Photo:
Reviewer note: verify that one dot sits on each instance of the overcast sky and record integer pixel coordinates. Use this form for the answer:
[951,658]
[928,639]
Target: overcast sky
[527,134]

--*--

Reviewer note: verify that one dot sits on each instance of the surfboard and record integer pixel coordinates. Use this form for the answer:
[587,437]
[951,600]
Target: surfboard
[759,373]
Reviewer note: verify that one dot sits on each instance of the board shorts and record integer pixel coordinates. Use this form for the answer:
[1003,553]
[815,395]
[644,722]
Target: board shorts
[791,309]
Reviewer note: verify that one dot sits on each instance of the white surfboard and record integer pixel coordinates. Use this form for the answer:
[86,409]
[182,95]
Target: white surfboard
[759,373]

--*--

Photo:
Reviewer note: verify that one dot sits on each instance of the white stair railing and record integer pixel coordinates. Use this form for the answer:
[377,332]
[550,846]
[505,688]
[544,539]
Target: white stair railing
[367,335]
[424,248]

--*--

=== WHAT IS NEEDED ===
Locate each line in the items above that contains the string "Target", and copy every such line in full.

=== REPLY ===
Target: overcast sky
Target: surfboard
Target: board shorts
Target: white surfboard
Target: white stair railing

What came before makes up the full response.